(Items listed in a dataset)
· · · ·

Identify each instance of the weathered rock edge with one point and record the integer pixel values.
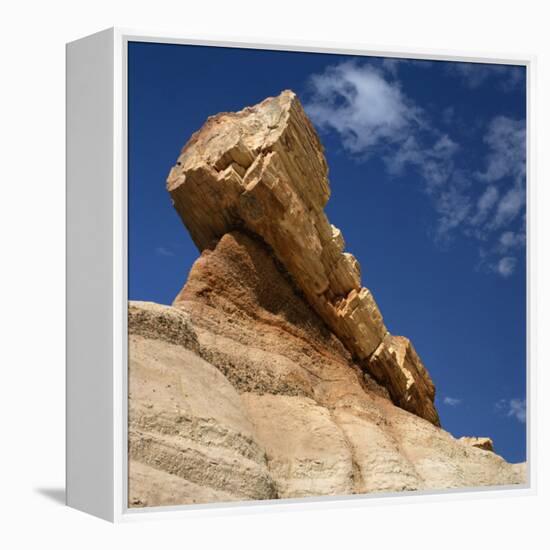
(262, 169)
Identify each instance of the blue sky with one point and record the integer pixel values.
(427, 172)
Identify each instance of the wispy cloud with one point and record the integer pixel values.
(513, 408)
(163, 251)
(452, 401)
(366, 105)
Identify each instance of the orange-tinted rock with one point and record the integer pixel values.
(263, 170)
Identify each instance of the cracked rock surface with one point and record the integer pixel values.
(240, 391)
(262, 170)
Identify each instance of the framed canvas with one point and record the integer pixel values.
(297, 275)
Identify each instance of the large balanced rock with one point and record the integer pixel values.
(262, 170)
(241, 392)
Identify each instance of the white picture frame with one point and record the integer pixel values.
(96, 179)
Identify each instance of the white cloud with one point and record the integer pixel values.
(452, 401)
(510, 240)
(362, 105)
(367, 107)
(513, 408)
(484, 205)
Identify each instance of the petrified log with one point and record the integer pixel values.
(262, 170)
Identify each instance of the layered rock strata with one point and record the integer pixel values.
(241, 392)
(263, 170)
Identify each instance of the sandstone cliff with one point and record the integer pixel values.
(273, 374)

· · · ·

Problem requirements: Rewrite the data above in full, replacing every occurrence of "pixel values" with "pixel coordinates" and leaving all other text unchanged. Omit the pictures from your answer.

Exercise response:
Identify each instance of the weathered rock edge with one point and record the integer pixel coordinates.
(262, 169)
Identify each instance of the blue sky with one point and record the integer pixel coordinates.
(427, 172)
Identify each instance of the wispy cloud with one point and record the integer pixel coordinates.
(513, 408)
(163, 251)
(452, 401)
(366, 105)
Identify each instance of the orange-tinted rock with one point and record the integer pixel coordinates.
(263, 170)
Identify each instance of the cracked rock surface with one point and record the integer pixel coordinates.
(240, 391)
(262, 170)
Identify each instance of the framed canvas with one point and record the integer pixel coordinates.
(297, 275)
Identify each instance of the large balanced rock with one point and record the integer pixel coordinates.
(262, 170)
(241, 392)
Identify each instance of the white picture frame with one point and record the integer pixel coordinates.
(96, 179)
Identify each instance of the white cloud with one point and record the integer pixel coordinates.
(452, 401)
(510, 240)
(362, 105)
(367, 107)
(513, 408)
(484, 205)
Identify each instance of the petrified log with one point and record the integer pixel coordinates.
(262, 170)
Identify each instance of the layered rock strata with one point and record the integer pixel coordinates.
(241, 392)
(263, 170)
Identify each instance of the sandstone cliff with one point and record the integer pixel coordinates.
(273, 374)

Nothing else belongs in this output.